■ Task objective
Type out every entry again, character for character.

■ Task input
§ §

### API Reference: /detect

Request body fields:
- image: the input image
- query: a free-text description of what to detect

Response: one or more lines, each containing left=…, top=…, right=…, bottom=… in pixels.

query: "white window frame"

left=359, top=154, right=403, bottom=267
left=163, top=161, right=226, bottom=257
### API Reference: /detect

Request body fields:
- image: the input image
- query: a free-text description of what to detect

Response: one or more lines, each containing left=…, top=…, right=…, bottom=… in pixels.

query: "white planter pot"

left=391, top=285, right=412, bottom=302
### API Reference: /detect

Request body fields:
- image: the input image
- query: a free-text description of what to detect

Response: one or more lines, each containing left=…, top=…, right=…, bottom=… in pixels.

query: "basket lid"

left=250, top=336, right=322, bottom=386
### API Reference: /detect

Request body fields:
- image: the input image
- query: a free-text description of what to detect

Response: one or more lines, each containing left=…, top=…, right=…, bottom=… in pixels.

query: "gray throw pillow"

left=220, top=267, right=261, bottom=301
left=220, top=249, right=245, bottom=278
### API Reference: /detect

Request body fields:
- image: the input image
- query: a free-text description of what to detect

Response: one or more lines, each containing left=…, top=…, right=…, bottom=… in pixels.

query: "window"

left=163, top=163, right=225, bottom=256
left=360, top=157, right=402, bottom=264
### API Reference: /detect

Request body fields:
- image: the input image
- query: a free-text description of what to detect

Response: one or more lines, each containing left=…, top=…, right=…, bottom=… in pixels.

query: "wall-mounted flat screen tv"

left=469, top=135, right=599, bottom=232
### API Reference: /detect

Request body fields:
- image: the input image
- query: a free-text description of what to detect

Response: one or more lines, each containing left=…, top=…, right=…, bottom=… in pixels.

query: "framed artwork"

§ §

■ Completed exercise
### API Reference: /detect

Request body fields:
- image: the input image
- query: a free-text description of what to detect

Response: one or more lines, each containing left=…, top=…, right=…, bottom=… in pixels.

query: "white window frame"

left=359, top=154, right=403, bottom=267
left=163, top=161, right=226, bottom=257
### API Reference: /detect

Request body fields:
- image: the input image
- query: a free-text description of what to detect

Response: one or more lines, each containing left=…, top=…, right=…, bottom=… in pixels.

query: "white planter pot"

left=391, top=285, right=412, bottom=302
### API Reference: /detect

Request body fields:
- image: the input image
- query: a free-text description of what to detect

Response: one or more lines, each containing left=…, top=…, right=…, bottom=… in pixels.

query: "basket lid"

left=250, top=336, right=322, bottom=386
### API Reference: /detect

Request body fields:
- image: the input image
- query: a free-text description of what to detect

Response: one or more lines, each containing left=…, top=…, right=…, bottom=… in pixels.

query: "gray throw pillow"

left=220, top=267, right=261, bottom=301
left=220, top=249, right=245, bottom=278
### API Reference: /detect

Request body fields:
- image: the input image
- query: a free-text description of what to detect

Response: one or more lines, each containing left=…, top=…, right=…, bottom=… in pixels.

query: "window"

left=163, top=163, right=225, bottom=256
left=360, top=157, right=402, bottom=264
### API Reference: /detect

Request body fields:
- image: the input image
- query: a free-text description of what to detect

Response: one or more lines, each containing left=…, top=…, right=…, bottom=… in pixels.

query: "wall-mounted flat screen tv"

left=469, top=135, right=599, bottom=232
### API Reference: /detect

Request body fields:
- image: the input image
- query: a free-text description of what to detect

Response: one or more lines, each containing left=…, top=…, right=…, bottom=… in pixels.

query: "framed artwork"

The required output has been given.